PROBLEM: The answer must restate every record word for word.

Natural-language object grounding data

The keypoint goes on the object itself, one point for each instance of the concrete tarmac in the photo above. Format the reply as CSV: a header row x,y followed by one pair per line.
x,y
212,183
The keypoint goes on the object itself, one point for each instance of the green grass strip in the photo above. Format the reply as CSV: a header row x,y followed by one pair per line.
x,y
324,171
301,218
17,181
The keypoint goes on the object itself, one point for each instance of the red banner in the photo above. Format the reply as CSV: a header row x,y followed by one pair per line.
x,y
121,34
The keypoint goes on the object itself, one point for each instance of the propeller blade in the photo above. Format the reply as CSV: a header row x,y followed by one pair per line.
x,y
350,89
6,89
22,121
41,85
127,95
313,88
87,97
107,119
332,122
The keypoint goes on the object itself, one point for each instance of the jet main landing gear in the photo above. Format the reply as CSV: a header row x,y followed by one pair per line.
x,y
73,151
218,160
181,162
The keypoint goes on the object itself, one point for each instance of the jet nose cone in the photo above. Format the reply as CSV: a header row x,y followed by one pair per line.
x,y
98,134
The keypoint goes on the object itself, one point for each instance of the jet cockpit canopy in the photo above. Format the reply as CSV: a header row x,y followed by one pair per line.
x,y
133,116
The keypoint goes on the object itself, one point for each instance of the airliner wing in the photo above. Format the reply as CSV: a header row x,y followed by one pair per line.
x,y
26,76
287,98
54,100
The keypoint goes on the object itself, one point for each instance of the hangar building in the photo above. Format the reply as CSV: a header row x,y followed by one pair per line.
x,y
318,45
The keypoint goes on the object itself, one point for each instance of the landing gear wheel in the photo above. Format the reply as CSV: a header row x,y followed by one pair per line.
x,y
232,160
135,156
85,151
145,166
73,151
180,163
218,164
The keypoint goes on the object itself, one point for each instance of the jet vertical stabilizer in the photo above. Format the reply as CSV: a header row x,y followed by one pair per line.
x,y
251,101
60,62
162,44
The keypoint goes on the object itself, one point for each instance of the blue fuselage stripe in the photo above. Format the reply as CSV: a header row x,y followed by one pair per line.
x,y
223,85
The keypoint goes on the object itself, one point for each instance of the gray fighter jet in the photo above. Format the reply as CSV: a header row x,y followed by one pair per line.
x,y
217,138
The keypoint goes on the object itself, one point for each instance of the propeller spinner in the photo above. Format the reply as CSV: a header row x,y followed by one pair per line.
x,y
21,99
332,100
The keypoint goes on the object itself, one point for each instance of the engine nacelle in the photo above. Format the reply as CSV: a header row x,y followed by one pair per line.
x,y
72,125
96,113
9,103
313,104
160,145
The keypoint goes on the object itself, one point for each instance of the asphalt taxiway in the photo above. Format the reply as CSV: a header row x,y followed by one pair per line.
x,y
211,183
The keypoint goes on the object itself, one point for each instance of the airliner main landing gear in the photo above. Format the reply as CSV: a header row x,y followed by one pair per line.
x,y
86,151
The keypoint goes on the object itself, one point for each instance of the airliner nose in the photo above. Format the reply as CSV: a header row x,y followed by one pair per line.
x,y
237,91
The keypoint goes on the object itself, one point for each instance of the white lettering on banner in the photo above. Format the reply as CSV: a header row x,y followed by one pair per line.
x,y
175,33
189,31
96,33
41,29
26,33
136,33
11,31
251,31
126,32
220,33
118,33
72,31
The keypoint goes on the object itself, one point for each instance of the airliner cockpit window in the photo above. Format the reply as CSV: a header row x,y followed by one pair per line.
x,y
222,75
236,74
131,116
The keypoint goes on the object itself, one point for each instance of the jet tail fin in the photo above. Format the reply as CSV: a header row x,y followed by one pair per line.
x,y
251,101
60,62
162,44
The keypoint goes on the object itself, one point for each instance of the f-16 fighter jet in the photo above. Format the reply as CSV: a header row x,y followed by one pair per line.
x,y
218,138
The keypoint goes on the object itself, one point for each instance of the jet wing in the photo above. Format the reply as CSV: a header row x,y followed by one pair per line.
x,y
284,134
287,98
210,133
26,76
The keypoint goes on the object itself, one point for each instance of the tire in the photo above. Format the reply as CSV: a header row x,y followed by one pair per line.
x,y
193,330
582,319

WRITTEN RESPONSE:
The keypoint goes on the object itself, one point for each instance of the concrete tarmac in the photo above. Format the reply as CSV: a header row x,y followed by one pair per line.
x,y
212,183
The keypoint goes on the object itself, one point for each instance of the green grass strip in the photo above. Format the reply as CSV: a header row x,y followed by one pair per line.
x,y
324,171
301,218
17,181
The keypoint goes on the object itself, one point for each instance of the red banner in the photo above. Format the reply as CSV: a header row x,y followed by one pair per line.
x,y
121,34
The keypoint goes on the object itself, one point for each instance of the propeller blade in the photo above. Format the reply as CSV: a header row x,y followed by one pair per line.
x,y
350,89
6,89
22,121
41,85
127,95
313,88
87,97
107,119
332,122
The keypoint goes on the object itself, one point for each instance of the jet main landing gear in the photo above. Format the reply as CSV: a header row x,y followed by one pair per line.
x,y
73,151
218,160
181,162
The keypoint goes on the object itself, one point for each instance of the jet nose cone in the photo above. Format the reply as CSV: a header row x,y followed by one pair per line.
x,y
98,134
The keypoint goes on the object itself, one point for each instance of the jet cockpit canopy in the photo above. Format the reply as CSV: a header row x,y followed by one pair per line.
x,y
133,116
The keypoint goes on the object itself, one point for each instance of the airliner wing in the photo above. Format the reply as CSV: a header row x,y followed by one pair per line.
x,y
26,76
287,98
54,100
The keypoint goes on the object itself, one point for each instance of the hangar building in the photo above. Format the reply as CSV: a header row x,y followed by one pair per line.
x,y
318,45
The keypoint goes on the object itself, one point for each instance of the landing gear wheel in the photo above. Format the reply as CSV: a header row x,y followed by one pair per line.
x,y
232,160
135,156
85,151
145,166
73,151
180,163
218,164
The keypoint goes on the object itself, one point for each instance of the jet vertical stabilizer in the photo above. Format the reply as CSV: a header row x,y followed by one pair per line.
x,y
251,101
60,62
162,44
The keypoint goes on the object itself, one point for each instance of the blue fuselage stripe in the photo above. Format the reply as CSV: a header row x,y followed by one pair per line.
x,y
223,85
The keypoint goes on the object itself, one point for each instance of the gray fighter jet in the photo above. Format the reply as CSV: a header row x,y followed by one pair per line.
x,y
217,138
The keypoint goes on the object itself, one point for each instance of the propeller spinner in the photo above. Format the reply as CSV: a header row x,y followed by one pair per line.
x,y
21,99
332,100
The keypoint goes on the object itself, one point for each instance of the engine nacelle in the photo above. Format the reply as CSV: a header row x,y followed by one pair per line.
x,y
72,125
96,113
9,103
313,104
160,145
The keypoint goes on the object itself, one point for each instance of the asphalt taxiway in the photo above. Format the reply as CSV: a header row x,y followed by one pair per line.
x,y
211,183
The keypoint goes on the object itself, one point for each instance of the airliner main landing gear in the photo above. Format the reply as CSV: a header row x,y followed by one pair per line.
x,y
86,151
The keypoint goes on the object itself, one point for each instance of the airliner nose in the photo above. Format the reply as CSV: a header row x,y followed by one pair per line.
x,y
237,91
The keypoint goes on the object itself, one point for each instance of the white lettering on banner in the photo above. Format the reply as CSV: a header row x,y followed by one pair per line.
x,y
175,33
189,31
96,33
41,29
26,33
136,33
11,31
251,31
126,32
220,33
118,33
72,31
The keypoint goes on the object itself, one point for each instance of the airliner cockpit window in the photo above. Format the reply as CSV: a header row x,y followed by one pair per line.
x,y
222,75
236,74
131,116
The keypoint goes on the object itself, one point for each instance of the jet tail fin in the photo above. Format the reply as CSV: a header row x,y followed by one pair per line.
x,y
251,101
60,62
162,44
The keypoint goes on the object itself, one point for each instance of the f-16 fighter jet in the photo above. Format the reply as CSV: a header row x,y followed by one pair per line.
x,y
218,138
The keypoint goes on the object itself, one point for each instance of the jet wing in the photo above. Format the reply as CSV: a header row x,y followed by one pair per line.
x,y
284,134
287,98
210,133
26,76
The keypoint goes on the object itself, one point for each instance of the tire in the photo above. Format the reply as CSV: a header row x,y followed by one pair per line.
x,y
193,330
582,319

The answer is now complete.